DATA FOR THIS EXERCISE -
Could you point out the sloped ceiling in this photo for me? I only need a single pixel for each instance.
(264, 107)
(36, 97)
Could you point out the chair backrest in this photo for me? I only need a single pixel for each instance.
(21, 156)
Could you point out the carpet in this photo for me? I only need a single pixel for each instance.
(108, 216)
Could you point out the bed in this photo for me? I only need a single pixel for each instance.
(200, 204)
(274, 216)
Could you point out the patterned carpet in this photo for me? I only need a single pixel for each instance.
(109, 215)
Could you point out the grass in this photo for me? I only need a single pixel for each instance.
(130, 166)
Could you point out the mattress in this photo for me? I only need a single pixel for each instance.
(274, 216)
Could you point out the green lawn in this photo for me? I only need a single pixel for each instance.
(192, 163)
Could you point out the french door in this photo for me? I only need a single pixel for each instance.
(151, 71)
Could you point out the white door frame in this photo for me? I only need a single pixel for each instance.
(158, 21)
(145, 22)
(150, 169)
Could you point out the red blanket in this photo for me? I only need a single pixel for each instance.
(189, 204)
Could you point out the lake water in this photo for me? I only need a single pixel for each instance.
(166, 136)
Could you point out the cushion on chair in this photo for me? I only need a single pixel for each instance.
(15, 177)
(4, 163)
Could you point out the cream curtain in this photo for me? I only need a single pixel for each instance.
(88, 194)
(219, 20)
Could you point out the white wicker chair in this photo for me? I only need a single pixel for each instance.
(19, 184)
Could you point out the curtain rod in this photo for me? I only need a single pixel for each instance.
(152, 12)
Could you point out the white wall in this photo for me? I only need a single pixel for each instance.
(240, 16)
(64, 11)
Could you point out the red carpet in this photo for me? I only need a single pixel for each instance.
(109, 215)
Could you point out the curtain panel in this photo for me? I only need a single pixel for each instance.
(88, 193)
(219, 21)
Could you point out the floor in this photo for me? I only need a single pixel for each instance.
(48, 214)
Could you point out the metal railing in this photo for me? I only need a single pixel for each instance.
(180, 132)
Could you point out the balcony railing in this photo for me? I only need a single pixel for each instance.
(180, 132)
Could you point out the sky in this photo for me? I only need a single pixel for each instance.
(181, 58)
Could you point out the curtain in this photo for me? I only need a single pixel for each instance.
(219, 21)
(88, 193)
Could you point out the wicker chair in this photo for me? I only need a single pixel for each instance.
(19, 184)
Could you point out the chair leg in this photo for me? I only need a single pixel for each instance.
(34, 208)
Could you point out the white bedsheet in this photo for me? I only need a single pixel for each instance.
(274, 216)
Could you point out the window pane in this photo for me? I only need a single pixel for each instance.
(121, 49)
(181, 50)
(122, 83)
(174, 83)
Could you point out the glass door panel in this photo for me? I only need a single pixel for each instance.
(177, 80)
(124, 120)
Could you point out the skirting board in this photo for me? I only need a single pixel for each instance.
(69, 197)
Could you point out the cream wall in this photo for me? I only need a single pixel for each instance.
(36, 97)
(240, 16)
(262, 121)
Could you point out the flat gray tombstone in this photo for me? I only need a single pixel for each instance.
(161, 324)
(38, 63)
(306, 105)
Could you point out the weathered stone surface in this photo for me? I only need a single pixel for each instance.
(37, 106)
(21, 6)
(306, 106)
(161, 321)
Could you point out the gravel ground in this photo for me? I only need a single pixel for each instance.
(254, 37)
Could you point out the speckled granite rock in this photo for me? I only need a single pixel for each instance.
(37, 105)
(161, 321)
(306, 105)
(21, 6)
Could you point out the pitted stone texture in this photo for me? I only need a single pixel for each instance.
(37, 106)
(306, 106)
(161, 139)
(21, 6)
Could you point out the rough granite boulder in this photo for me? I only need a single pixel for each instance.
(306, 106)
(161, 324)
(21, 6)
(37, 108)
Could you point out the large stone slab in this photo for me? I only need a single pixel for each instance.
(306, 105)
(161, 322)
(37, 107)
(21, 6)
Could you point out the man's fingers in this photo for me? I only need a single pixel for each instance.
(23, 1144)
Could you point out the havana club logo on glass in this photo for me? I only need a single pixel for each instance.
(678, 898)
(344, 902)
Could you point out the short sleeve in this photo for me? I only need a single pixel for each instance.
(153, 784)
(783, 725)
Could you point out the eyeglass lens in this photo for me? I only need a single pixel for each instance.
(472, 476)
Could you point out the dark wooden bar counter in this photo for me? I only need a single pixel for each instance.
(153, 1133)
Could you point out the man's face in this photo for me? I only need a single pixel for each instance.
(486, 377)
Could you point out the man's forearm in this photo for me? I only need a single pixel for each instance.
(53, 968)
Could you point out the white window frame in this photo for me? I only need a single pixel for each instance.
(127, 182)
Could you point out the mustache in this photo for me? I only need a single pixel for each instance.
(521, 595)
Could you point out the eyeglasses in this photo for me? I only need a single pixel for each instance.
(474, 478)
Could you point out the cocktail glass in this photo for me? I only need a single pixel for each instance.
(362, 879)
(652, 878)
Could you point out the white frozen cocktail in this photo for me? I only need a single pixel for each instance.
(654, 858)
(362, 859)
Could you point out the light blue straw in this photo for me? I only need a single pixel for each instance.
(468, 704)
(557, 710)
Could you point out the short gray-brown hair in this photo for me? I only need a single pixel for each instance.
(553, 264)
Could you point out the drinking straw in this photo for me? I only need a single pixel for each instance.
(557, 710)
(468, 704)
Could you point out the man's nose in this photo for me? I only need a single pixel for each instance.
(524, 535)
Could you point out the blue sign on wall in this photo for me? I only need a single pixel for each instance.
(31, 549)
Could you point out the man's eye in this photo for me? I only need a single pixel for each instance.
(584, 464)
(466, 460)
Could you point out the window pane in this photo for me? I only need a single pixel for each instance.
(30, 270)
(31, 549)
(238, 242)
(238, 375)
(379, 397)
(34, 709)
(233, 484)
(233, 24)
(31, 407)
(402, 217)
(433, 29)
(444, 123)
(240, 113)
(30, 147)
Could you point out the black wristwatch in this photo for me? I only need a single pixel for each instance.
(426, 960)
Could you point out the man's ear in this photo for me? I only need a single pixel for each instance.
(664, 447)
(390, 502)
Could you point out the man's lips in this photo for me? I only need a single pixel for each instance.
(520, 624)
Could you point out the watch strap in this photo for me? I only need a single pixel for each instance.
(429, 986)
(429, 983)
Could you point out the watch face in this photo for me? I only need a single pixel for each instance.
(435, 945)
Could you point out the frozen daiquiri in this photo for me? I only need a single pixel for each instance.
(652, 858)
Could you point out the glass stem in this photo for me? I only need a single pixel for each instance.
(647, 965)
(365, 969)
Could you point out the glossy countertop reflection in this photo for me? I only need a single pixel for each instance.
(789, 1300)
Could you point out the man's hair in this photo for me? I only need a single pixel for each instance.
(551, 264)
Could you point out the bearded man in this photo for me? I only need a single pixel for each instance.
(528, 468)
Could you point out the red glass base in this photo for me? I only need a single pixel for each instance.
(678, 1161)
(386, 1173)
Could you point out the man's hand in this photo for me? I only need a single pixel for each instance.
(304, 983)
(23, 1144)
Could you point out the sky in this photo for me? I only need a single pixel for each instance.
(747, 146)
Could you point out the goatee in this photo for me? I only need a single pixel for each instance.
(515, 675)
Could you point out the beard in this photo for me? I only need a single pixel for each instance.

WHAT NEEDS TO BE DONE - Reproduce every one of the lines above verbatim, without any alteration.

COMPLETE OUTPUT -
Could you point out the sloped ceiling in this photo for me? I only need a single pixel for each instance.
(264, 107)
(36, 97)
Could you point out the chair backrest in this photo for me? I only need a single pixel for each instance.
(21, 156)
Could you point out the carpet in this photo for me? I only need a single pixel for each instance.
(108, 216)
Could you point out the bed in this photo for me? I only need a single pixel for each instance.
(200, 204)
(274, 216)
Could you point out the patterned carpet in this photo for me? I only need a single pixel for each instance.
(109, 215)
Could you point out the grass in this photo for me? I only need a single pixel for each instance.
(130, 166)
Could you point out the mattress in this photo for me? I only need a single pixel for each instance.
(274, 216)
Could you point out the green lawn in this photo for me? I only need a single pixel for each instance.
(192, 163)
Could you point out the french door in this photo for me? I only need a single pixel for each instance.
(151, 71)
Could you point out the white door frame in this photo for me? I only need a single pixel for each instance.
(158, 21)
(145, 22)
(150, 169)
Could you point out the red blanket in this photo for me? I only need a single pixel for each instance.
(189, 204)
Could you point out the lake water in this photo for me? I only need a single pixel for each instance.
(166, 136)
Could you point out the cushion on chair in this photo for me? I only need a single pixel for each instance.
(15, 177)
(4, 163)
Could you point out the cream curtain in this photo for me? I only need a single pixel for each instance.
(88, 194)
(219, 20)
Could you point out the white wicker chair in this photo for me? I only need a single pixel for each instance.
(19, 184)
Could you point out the curtain rod in this photo for me? I only need a single pixel for each instance.
(152, 12)
Could you point out the white wall in this photo for me? I only need a single pixel for each instance.
(240, 16)
(64, 11)
Could you point out the red carpet in this photo for me? I only need a single pixel for each instance.
(109, 215)
Could you point out the curtain panel in this photo for me? I only need a single pixel for each instance.
(88, 193)
(219, 21)
Could you point out the floor in this photo for me? I only need a single pixel for each instance.
(48, 214)
Could you point out the metal railing in this photo for me? I only need a single pixel for each instance.
(180, 132)
Could you point out the balcony railing in this photo for me? I only need a single pixel for each instance.
(180, 132)
Could you point out the sky in this photo for me? I only need a single pixel for each instance.
(181, 58)
Could you point out the curtain in this photo for me? I only need a single pixel for each instance.
(219, 21)
(88, 193)
Could you point out the wicker chair in this photo for me? I only need a single pixel for each instance.
(19, 184)
Could you point out the chair leg in this photo for me? I only need a single pixel for each instance.
(34, 208)
Could you point out the white bedsheet in this photo for me? I only need a single pixel for each instance.
(274, 216)
Could you point out the window pane in this photo for me? I only need a single pixel for each instance.
(121, 49)
(181, 50)
(122, 83)
(174, 83)
Could you point out the glass door panel in this photo for me? I only need a single pixel for each instance.
(177, 80)
(124, 120)
Could you point out the skirting board in this photo for me? I only need a single pixel for each instance.
(69, 197)
Could you point out the cream wall in this photo for me? I only need a single pixel for each instance.
(36, 97)
(240, 16)
(262, 121)
Could you point out the flat gray tombstone in this photo for me? I only need a single pixel for each instance.
(161, 324)
(38, 63)
(306, 105)
Could you point out the weathered stone surface in this photo for me? I only need a single pixel for each instance.
(37, 106)
(21, 6)
(306, 106)
(161, 321)
Could you point out the gravel ground in this photo for me? I only need a single pixel for each instance.
(254, 37)
Could you point out the speckled granite rock in this photo for me? I only need a single pixel for each instance.
(37, 105)
(161, 321)
(306, 105)
(21, 6)
Could you point out the pitted stone texture in this photo for me? I only need a single pixel for each instance.
(37, 106)
(306, 106)
(161, 139)
(21, 6)
Could you point out the rough granite boulder in this photo for me? I only need a single pixel for each instance.
(306, 106)
(161, 324)
(21, 6)
(37, 108)
Could you point out the large stone slab in this photo for me? I only need a single pixel for each instance.
(306, 105)
(161, 322)
(37, 107)
(21, 6)
Could you point out the man's fingers in this photo for me? I only need a single pixel for each instance.
(23, 1144)
Could you point out the havana club logo on glass in this photo for me? I only need a single pixel for each instance.
(678, 898)
(344, 902)
Could you point out the short sleeve in this photo for me? I only need a single pixel for each instance.
(153, 784)
(783, 725)
Could you point out the eyeglass lens in this photo for me? I only need a single pixel for each instance.
(472, 476)
Could you point out the dark wooden bar counter in this photo for me? I only need a single pixel for each instance.
(153, 1133)
Could you point out the man's face in this photo for me? I only need a single pixel for each instance.
(486, 377)
Could you point out the man's forearm in this photo for me? I only need a single pixel for each instance.
(53, 968)
Could you point out the white window frame in this photo for me? I only need a single pixel for each instance.
(127, 182)
Could you point out the mustache in this photo for me? I only need a single pixel for each instance.
(521, 595)
Could you point out the eyeglasses in this photo for me? I only need a single pixel for each instance.
(474, 478)
Could you point out the cocktail glass in this photo for me? I only need a single pixel for each instance.
(362, 879)
(652, 878)
Could you point out the white frozen cocktail in this photo for me? I only need a single pixel for each instance.
(654, 858)
(362, 859)
Could you point out the light blue straw in this photo for me? I only need a single pixel for each instance.
(468, 704)
(557, 710)
Could you point out the short gray-brown hair in this photo for me? I only need a single pixel for each instance.
(553, 264)
Could you point out the drinking straw in this photo for me? I only need a single pixel for each instance.
(557, 710)
(468, 704)
Could you point out the man's nose in this photo for me? I only need a single pixel for each instance.
(524, 535)
Could you point out the blue sign on wall in this photo for me? I only need a single pixel for each instance.
(31, 549)
Could you point out the man's eye in this photo for me? I only need a single pixel for each instance.
(584, 464)
(466, 460)
Could you point out the window pane in this photo for me? I only need a single pixel for each instance.
(30, 270)
(31, 549)
(238, 242)
(238, 375)
(379, 397)
(34, 709)
(233, 484)
(233, 24)
(31, 407)
(402, 217)
(433, 29)
(444, 123)
(240, 113)
(30, 147)
Could you point out the black wristwatch in this photo for me? I only need a single pixel for each instance.
(426, 960)
Could you point out the man's ear in this photo for me? I only need a single pixel for each instance.
(664, 447)
(390, 502)
Could you point out the man's lips in this photo for me? I only need a single pixel for each instance.
(520, 624)
Could you point out the watch strap in this photo for me? I only need a single pixel for each instance.
(429, 986)
(429, 983)
Could you point out the watch face in this photo for me? I only need a single pixel for each instance.
(435, 945)
Could you point out the frozen daiquiri in this photo for me? I only need a single pixel for each instance.
(652, 858)
Could you point out the glass stem in this photo for me? I only need a single pixel for each instance.
(647, 965)
(365, 969)
Could you point out the glossy countertop reflection in this photo for me? I only need a single pixel for each instance.
(789, 1300)
Could you point out the man's hair in this photo for me? I only need a single pixel for each instance.
(551, 264)
Could you point out the bearded man in this photo for me? I only need a single pixel for each instance.
(528, 468)
Could you point out the red glass base in this photo for me? I only need a single pixel for each instance.
(678, 1161)
(386, 1173)
Could you point out the man's hand in this photo for me? I only need a single pixel for each instance.
(304, 983)
(23, 1144)
Could you point out the sky in this photo for me? I only need a single pixel for each instance.
(747, 146)
Could you point out the goatee in this photo for me? I only need a single pixel for each instance.
(515, 675)
Could you point out the beard in this photo for me? I only need a single pixel for each instance.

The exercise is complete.